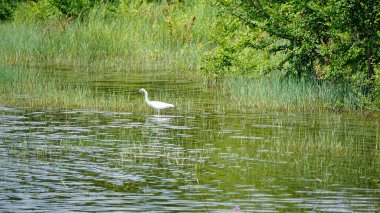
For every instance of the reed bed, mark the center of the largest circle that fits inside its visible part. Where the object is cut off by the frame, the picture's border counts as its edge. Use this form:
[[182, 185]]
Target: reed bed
[[274, 93], [136, 35]]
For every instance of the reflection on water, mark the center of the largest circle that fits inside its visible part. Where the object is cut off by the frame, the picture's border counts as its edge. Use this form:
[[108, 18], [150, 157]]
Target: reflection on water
[[79, 160]]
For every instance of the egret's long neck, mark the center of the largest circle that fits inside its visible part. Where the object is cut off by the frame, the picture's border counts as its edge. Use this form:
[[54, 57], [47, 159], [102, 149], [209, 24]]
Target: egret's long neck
[[146, 97]]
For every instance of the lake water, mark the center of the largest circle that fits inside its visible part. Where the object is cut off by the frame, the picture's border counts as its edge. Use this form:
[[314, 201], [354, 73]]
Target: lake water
[[203, 159]]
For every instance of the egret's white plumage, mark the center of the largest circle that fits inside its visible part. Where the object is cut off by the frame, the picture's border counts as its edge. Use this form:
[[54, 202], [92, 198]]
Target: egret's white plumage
[[158, 105]]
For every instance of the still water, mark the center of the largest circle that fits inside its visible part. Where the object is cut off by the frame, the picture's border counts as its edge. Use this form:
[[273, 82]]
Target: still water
[[205, 160]]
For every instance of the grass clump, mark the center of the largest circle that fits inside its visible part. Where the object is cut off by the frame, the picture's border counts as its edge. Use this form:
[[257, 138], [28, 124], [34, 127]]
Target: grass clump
[[118, 36]]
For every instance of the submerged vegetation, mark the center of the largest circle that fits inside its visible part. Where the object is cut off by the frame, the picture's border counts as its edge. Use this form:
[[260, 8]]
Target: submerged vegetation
[[251, 62]]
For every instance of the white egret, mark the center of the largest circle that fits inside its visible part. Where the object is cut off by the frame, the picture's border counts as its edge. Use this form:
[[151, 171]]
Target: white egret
[[155, 104]]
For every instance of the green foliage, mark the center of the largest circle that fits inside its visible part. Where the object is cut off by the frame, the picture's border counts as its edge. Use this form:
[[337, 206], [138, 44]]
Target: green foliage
[[328, 40], [116, 36], [7, 8]]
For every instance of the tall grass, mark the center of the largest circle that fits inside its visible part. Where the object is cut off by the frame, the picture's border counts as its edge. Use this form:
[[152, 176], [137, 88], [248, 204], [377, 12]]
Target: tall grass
[[274, 93], [133, 35]]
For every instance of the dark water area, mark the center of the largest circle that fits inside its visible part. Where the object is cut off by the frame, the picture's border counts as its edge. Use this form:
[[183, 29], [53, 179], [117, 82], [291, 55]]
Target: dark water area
[[64, 160]]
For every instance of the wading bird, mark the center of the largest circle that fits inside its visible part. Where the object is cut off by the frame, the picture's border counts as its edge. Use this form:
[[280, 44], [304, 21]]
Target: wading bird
[[155, 104]]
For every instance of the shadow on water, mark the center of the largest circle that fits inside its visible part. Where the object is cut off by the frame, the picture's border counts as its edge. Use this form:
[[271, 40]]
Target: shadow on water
[[83, 160]]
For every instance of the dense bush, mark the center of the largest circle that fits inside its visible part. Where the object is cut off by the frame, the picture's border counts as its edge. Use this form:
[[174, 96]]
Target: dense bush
[[328, 41]]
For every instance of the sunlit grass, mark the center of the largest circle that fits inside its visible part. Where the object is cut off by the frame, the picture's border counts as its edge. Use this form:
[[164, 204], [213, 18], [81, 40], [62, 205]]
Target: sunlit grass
[[139, 36], [274, 93]]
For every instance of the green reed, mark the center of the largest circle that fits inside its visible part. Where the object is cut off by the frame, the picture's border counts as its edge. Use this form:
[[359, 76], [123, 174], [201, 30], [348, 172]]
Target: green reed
[[274, 93], [136, 35]]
=-=-=-=-=
■ WHAT THE EXERCISE ASKS ■
From the line containing "[[174, 96]]" to the last line of the data above, copy each line exactly and add nothing.

■ SOLUTION ■
[[174, 96]]
Target: dense bush
[[328, 41]]
For every instance of the sunlit grass, mark the center of the largest circle that fits inside its visible part. Where the object is cut off by the frame, the picture's border counts as its edge. Use this form:
[[164, 204], [213, 18], [81, 40], [62, 205]]
Target: sunlit grass
[[139, 36], [274, 93]]
For every instance of the green reed, mark the center of the largest circle that fits inside its visible part. Where the object is cut off by the frame, the picture's border counts as its edge. Use this form:
[[359, 76], [123, 174], [201, 30], [348, 172]]
Target: green reed
[[274, 93], [136, 35]]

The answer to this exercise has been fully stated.